## [Activity]
Without the pictures, set down the records below word for word.

_ _ _ _ _ _ _

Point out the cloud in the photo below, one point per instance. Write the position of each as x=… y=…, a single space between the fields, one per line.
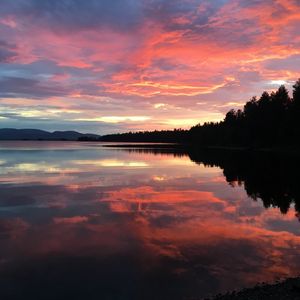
x=136 y=54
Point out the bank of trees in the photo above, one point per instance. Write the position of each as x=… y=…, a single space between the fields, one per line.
x=269 y=121
x=272 y=120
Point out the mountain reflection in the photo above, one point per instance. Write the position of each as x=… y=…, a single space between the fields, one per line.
x=86 y=222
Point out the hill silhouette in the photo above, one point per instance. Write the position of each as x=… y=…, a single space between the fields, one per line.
x=36 y=134
x=273 y=120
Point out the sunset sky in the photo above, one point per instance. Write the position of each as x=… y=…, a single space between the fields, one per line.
x=117 y=65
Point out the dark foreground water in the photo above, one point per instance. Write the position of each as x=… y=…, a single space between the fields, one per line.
x=79 y=221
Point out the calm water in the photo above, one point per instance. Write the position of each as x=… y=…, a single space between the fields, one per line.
x=79 y=221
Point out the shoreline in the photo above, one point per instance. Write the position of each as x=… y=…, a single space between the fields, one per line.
x=287 y=289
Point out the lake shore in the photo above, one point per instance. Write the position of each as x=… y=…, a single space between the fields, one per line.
x=289 y=289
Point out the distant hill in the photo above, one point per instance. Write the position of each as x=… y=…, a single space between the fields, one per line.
x=36 y=134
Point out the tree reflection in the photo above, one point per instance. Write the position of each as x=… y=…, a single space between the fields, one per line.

_ _ _ _ _ _ _

## [Your response]
Point out the cloud in the photo below, one point per instance. Write the position of each as x=… y=…, a single space between the fields, one per line.
x=136 y=54
Point out the bank of trees in the photo above, one point per instance. Write the position of each as x=… y=…, a single space between the fields, one per line.
x=269 y=121
x=272 y=120
Point out the mountain reflection in the photo above, one point per instance. Write the position of each as x=… y=…, a single space between the fields, one per line.
x=86 y=222
Point out the hill silhouette in the photo above, one point per instance. Write the position of each as x=… y=…, a single space between the fields, one per line.
x=36 y=134
x=273 y=120
Point out the sunset sky in the photo above, one point per instance. Write the position of each as x=… y=…, a single space between the fields, one per line.
x=117 y=65
Point out the dark foreground water in the photo above, one point per instance. Write the position of each as x=… y=…, a single space between the fields, one per line.
x=79 y=221
Point out the calm water in the photo above, one point per instance. Write the position of each as x=… y=…, a single space between the fields, one per line.
x=79 y=221
Point out the shoreline in the photo above, one point per instance. Write the position of each as x=… y=…, a single space between the fields, one per line.
x=287 y=289
Point out the lake shore in the photo above, one point per instance. Write the position of each as x=… y=…, a single space between the fields, one per line.
x=289 y=289
Point out the distant hill in the photo above, one point per instance. Write the position of each as x=… y=…, a single space between the fields, one per line.
x=36 y=134
Point out the tree reflection in the photo above, one point per instance. Write the position of each as x=… y=…, a single space between the fields, one per line.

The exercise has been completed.